━━ 节选内容

奇安信代码安全实验室研究员为Red Hat发现六个漏洞(CVE-2020-14364、CVE-2020-10756、 CVE-2020-12829、 CVE-2020-14415、 CVE-2020-15863和CVE-2020-16092),其中CVE-2020-14364 被评估为具有“重要影响”。研究员第一时间向Red Hat报告且协助其修复漏洞。本文主要分析 CVE-2020-14364,希望能给大家带来一些启发。
QEMU 简介
QEMU(quick emulator)是一款由Fabrice Bellard等人编写的免费的可执行硬件虚拟化开源托管虚拟机(VMM)。
QEMU的USB后端在实现USB控制器与USB设备通信时存在越界读写漏洞可能导致虚拟机逃逸。
漏洞成因
USB总线通过创建一个USBpacket对象来和USB设备通信.
Usbpacket对象中包含以下关键内容
struct USBPacket { /* Data fields for use by the driver. */ int pid; uint64_t id; USBEndpoint *ep; .... };
其中 “pid” 表明 packet 的类型,存在三种类型 in、out、setup, ep指向endpoint对象,通过此结构定位目标usb设备.
数据交换为 usbdevice 中缓冲区的 data_buf 与 usbpacket 对象中使用 usb_packet_map 申请的缓冲区两者间通过 usb_packet_copy 函数实现,为了防止两者缓冲区长度不匹配,传送的长度由 s->setup_len 限制
case SETUP_STATE_DATA:
if (s->setup_buf[0] & USB_DIR_IN) { int len = s->setup_len - s->setup_index; if (len > p->iov.size) { len = p->iov.size; } usb_packet_copy(p, s->data_buf + s->setup_index, len); s->setup_index += len; if (s->setup_index >= s->setup_len) { s->setup_state = SETUP_STATE_ACK; } return; }
漏洞存在于s->setup_len赋值的过程do_token_setup中.

━━━━
━━ 提供的资料

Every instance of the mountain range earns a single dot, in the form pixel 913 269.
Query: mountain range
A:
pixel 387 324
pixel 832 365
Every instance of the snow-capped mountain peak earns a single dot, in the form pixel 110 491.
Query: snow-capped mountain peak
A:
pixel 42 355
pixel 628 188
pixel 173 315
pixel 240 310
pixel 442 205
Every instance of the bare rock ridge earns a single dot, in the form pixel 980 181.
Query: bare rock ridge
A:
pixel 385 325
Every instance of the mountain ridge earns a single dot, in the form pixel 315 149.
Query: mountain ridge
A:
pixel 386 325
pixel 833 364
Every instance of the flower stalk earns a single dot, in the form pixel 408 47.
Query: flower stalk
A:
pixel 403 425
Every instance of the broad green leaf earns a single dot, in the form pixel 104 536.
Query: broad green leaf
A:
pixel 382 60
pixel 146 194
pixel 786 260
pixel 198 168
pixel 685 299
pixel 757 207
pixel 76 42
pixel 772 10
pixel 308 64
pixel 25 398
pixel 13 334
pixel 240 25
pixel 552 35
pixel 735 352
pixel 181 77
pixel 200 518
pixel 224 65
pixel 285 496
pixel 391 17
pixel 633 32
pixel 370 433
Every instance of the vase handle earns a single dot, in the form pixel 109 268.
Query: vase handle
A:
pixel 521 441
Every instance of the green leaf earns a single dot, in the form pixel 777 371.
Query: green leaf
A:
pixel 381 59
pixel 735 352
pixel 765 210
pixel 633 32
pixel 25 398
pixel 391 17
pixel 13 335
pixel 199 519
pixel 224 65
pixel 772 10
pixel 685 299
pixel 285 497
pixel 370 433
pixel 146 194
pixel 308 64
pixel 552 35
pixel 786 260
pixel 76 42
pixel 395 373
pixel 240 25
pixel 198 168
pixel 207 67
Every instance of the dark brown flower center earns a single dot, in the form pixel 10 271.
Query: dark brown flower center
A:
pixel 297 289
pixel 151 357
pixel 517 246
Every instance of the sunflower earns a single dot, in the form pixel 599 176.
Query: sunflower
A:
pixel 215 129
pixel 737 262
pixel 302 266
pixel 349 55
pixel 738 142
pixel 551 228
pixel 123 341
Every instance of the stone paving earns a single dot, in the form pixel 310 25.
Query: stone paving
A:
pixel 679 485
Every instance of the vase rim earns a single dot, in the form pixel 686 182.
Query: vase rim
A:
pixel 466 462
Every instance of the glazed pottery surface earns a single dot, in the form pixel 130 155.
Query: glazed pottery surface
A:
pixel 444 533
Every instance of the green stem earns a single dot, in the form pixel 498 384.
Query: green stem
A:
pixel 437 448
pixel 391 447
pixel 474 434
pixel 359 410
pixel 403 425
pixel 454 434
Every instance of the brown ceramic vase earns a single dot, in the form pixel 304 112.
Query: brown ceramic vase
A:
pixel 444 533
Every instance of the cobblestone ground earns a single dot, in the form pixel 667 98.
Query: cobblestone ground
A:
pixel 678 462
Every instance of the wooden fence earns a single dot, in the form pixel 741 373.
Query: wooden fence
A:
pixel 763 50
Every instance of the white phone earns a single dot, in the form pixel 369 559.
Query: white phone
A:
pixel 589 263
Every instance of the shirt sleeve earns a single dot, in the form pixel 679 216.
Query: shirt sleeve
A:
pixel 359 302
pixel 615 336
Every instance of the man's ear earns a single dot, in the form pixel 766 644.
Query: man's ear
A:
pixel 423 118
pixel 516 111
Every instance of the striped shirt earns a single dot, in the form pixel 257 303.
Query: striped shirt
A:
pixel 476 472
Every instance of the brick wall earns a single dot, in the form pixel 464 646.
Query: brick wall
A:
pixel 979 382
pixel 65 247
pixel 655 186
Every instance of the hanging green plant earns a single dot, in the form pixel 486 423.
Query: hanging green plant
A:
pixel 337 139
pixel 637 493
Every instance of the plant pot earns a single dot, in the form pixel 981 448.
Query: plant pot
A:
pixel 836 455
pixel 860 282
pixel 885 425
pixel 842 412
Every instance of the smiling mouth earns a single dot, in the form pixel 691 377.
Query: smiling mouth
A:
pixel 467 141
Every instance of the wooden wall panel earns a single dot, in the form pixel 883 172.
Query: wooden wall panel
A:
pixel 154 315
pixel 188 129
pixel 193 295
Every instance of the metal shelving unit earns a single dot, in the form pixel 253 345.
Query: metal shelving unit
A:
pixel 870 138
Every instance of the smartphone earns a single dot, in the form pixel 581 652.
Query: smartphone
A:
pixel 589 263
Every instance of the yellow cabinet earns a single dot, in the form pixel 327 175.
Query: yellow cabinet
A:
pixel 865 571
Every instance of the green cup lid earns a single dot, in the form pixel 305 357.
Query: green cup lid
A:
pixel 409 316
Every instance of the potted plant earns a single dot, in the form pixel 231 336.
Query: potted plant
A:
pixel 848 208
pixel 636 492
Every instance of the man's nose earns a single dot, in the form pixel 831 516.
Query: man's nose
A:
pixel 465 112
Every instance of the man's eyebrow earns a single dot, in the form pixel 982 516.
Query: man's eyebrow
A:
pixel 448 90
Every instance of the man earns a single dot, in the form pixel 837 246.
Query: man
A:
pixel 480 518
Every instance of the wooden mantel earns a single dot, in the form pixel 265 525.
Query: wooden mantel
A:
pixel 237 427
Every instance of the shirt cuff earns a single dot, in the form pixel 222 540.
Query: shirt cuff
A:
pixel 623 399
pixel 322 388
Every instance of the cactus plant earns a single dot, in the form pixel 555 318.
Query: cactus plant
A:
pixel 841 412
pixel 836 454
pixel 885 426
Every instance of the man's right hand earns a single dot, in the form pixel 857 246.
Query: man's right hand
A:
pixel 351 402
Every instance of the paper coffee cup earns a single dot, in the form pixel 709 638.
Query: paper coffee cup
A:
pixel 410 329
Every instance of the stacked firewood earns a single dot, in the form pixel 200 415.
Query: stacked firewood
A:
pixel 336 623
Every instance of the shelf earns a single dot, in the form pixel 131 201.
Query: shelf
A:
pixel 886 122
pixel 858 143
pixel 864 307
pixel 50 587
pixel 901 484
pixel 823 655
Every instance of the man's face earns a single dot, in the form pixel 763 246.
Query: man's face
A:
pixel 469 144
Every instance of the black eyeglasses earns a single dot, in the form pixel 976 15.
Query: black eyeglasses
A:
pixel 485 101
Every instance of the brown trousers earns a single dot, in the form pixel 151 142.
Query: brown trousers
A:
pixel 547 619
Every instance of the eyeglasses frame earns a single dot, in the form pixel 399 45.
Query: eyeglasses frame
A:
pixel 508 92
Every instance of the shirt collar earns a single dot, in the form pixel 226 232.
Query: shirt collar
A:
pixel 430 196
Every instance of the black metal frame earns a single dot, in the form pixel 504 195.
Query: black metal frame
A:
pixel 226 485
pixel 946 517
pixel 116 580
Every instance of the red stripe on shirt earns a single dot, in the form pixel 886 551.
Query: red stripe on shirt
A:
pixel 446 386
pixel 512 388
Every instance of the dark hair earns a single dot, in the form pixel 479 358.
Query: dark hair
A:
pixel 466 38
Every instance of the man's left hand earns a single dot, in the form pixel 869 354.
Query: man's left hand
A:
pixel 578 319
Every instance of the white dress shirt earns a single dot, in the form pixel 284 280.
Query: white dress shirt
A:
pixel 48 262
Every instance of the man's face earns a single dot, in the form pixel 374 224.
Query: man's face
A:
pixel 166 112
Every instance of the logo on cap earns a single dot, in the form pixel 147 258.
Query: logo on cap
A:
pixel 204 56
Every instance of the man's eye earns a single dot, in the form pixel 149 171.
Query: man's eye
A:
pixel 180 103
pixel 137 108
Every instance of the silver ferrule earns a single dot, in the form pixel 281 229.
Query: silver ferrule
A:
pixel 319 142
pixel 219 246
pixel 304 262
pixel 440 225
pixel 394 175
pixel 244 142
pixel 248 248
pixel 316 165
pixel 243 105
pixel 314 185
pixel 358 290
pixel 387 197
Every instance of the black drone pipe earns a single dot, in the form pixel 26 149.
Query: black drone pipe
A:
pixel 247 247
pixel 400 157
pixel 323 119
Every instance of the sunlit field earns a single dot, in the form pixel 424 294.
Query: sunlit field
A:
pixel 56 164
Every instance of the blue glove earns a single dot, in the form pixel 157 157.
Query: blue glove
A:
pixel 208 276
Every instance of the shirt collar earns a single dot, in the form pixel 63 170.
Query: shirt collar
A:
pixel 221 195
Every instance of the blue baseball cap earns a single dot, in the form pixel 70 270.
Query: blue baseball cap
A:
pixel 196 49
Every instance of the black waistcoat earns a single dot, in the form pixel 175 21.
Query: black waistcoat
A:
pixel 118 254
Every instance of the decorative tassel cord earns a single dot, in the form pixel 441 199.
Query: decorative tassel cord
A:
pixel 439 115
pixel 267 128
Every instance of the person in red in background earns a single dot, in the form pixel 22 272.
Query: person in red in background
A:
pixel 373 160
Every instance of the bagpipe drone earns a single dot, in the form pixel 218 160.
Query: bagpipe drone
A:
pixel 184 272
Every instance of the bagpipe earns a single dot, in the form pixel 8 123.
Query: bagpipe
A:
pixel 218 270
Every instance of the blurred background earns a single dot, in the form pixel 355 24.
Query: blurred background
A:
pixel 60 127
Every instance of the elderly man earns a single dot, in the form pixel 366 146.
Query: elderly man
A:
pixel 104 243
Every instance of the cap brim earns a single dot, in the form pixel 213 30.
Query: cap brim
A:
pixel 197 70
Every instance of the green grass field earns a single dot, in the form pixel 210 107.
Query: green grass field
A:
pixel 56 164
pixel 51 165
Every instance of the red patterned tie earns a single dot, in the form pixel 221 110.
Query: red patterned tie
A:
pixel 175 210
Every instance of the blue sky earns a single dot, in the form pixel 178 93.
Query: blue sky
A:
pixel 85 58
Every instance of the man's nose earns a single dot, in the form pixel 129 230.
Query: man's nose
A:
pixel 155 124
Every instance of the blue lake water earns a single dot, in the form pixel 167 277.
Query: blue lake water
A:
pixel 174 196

━━━━

→ **问题详情**
请根据关于QEMU漏洞的节选内容回答：六个漏洞中哪一个被评估为具有“重要影响”？

→ **回答**
CVE-2020-14364